-------- SOURCE RECORDS --------

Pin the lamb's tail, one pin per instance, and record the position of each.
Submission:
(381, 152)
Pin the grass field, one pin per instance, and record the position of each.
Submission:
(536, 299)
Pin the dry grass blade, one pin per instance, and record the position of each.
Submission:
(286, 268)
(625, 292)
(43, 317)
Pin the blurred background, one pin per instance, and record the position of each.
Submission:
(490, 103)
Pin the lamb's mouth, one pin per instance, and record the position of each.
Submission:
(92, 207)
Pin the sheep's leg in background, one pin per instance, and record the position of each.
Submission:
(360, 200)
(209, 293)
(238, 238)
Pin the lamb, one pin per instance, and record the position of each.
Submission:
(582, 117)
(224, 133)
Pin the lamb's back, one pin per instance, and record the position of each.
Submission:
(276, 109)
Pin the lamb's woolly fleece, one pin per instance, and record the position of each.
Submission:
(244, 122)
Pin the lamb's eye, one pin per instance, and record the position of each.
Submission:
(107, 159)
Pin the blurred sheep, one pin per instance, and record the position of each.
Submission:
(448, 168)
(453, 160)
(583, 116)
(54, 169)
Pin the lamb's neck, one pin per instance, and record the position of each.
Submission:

--------

Put the lines above into a numbered list, omitting any blank lines.

1. Pin the lamb's tail, one pin per instance, and record the position of each.
2. Submission:
3. (381, 152)
4. Pin the grass field, one pin per instance, and record the position of each.
5. Submission:
6. (536, 299)
7. Pin the dry grass blade, one pin per instance, and record the position of each.
8. Submission:
9. (286, 268)
10. (625, 292)
11. (43, 317)
12. Pin the blurred background, one pin per instance, and record the position of each.
13. Submission:
14. (490, 103)
15. Pin the lamb's mouth, one pin per instance, and record the position of each.
16. Submission:
17. (92, 207)
18. Pin the sheep's leg in background, one pin per instance, and record the position of each.
19. Submission:
20. (360, 200)
21. (209, 293)
22. (238, 238)
23. Pin the lamb, one pin per instance, and record the position of each.
24. Submission:
25. (582, 117)
26. (224, 133)
27. Pin the lamb's back, one pin per instance, and record the position of each.
28. Submission:
29. (276, 109)
30. Pin the lamb's woolly fleece, one pin per instance, and record the position of each.
31. Submission:
32. (244, 122)
33. Pin the lamb's eye, one pin per instance, and record the position of each.
34. Submission:
35. (107, 159)
36. Pin the blurred sheep, one pin per instance, and record the position of each.
37. Submission:
38. (448, 168)
39. (453, 160)
40. (583, 116)
41. (54, 169)
42. Pin the lamb's neck, one pin per instance, and record the position of each.
43. Submission:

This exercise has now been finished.